— To do —
Revise the rows below by changing every "coordinates" to "positions" and leaving all other text as it is. Omit the pictures from your version.

Stored items from a collection
+++

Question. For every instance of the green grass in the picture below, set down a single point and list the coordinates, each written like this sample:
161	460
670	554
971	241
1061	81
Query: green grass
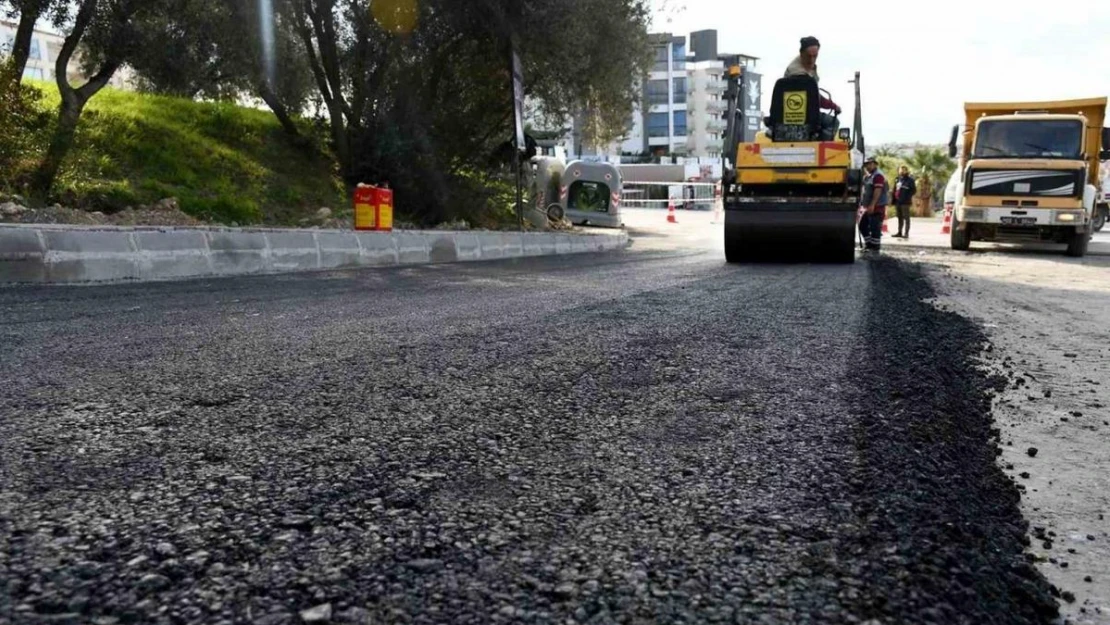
224	163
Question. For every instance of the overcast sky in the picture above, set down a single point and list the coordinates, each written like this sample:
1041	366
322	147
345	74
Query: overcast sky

+++

— Output for this task —
Question. For every instance of the green grass in the picture below, set down a single point and list the positions, each written like this sample:
161	460
670	554
971	241
1061	81
Query: green grass
224	163
Question. For every instance of the overcast sky in the picture above, set down a single point and list the positions, each written like this sample:
1041	366
322	147
345	74
Query: overcast sky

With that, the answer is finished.